SELECTION:
• • • •
The Critique

Release Your Plans
Daniel Sprick (American)
April - July 2001

Students will observe and discuss Daniel Sprick’s still-life painting Release Your Plans and comprise a list of questions they would like to ask the artist. They will then attend a mock press event as art critics, asking questions and jotting down notes for an art review they will write as homework.

Intended Age Group
Secondary (grades 6-12)
Standards Area
Language Arts
Lesson Length
Two 45 minute lessons and one homework assignment
Objectives

Students will be able to:

  • identify and describe details in a painting;
  • conduct and take notes at a mock press event;
  • write an art review based on their notes; and
  • answer questions from Sprick’s point of view based on what they learn.

Lesson

Day 1

  1. Warm-up: Students are often asked to write stories and narratives. For this activity, introduce the concept of writing in a new way by inviting the students to write out the instructions for how to zip a zipper. Have them imagine they are writing for somebody who has never worn a jacket with a zipper before. They must be clear and concise.
  2. Before class, prepare slips of paper with questions from Sprick’s FAQ sheet.
  3. Show students Sprick’s painting Release Your Plans. Give students at least ten minutes to observe the painting and jot down notes on what they see, what the painting might be about, who the artist is, where the objects came from, what the painting reminds them of, etc.
  4. Explore what the artist chose to include in the painting by calling on students to identify which object stands out the most to them. What other objects did the students notice after observing the painting for awhile? Why might some of the objects be floating? Weave in information from the About the Art section when possible.
• • • •
DATASET CONTENT:
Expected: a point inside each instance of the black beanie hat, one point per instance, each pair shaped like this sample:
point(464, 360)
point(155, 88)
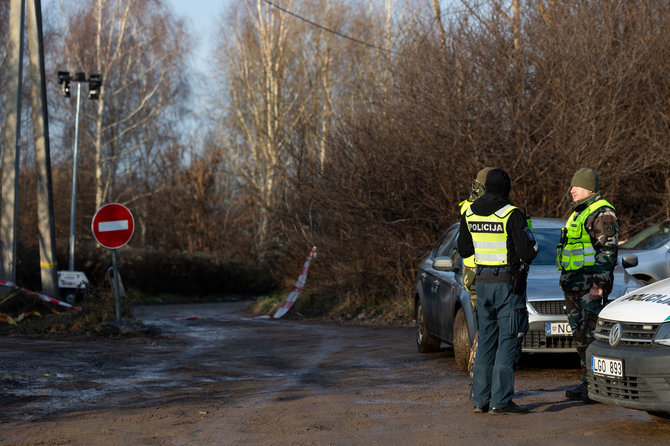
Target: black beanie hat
• • • •
PROBLEMS:
• a. Do these statements agree with the lesson plan? Answer yes or no for each, quoting the words that decide it. (i) The lesson is intended for students in grades 6-12. (ii) The lesson takes three 45-minute class sessions. (iii) Students get at least ten minutes to observe the painting.
• b. According to the lesson plan, what are students asked to write instructions for in the Day 1 warm-up?
• c. Write the next part of the lesson plan about Daniel Sprick's painting, picking up after its last sentence.

ANSWERS BY TASK:
• a. (i) Yes: "Secondary (grades 6-12)". (ii) No: "Two 45 minute lessons and one homework assignment". (iii) Yes: "Give students at least ten minutes to observe the painting".

• b. How to zip a zipper.

• c.
  5. Ask the students, “If you could change one thing about Sprick’s arrangement, what would it be?” Share the following paragraph from About the Art :
    • “Sprick built this table specifically for use in still-life paintings. He wrapped it several times, adding more sheets underneath for bulk, and still isn’t sure he got it just right. He likes the psychological tension the string adds to the painting, but he still wonders sometimes, why wrap something up?”
  6. Explain to students that sometimes, even professional artists don’t know why they do something a certain way. It’s okay to look back at your art and want to change or add things.
  7. In small groups, instruct students to compile a list of questions they would like to ask the artist. Write their questions on the board (these will be used in the next lesson).
  8. Explain to the students that Sprick can’t come to the classroom to answer their questions, but the Denver Art Museum invited visitors to ask him questions and that you have his responses. From the slips of paper you prepared in advance, have them choose a question.
  9. Hold a mock press event, with you pretending to be Sprick and the students pretending to be art critics. Have them ask the questions they drew and, as you’re responding using the FAQ sheet, they should be jotting down notes.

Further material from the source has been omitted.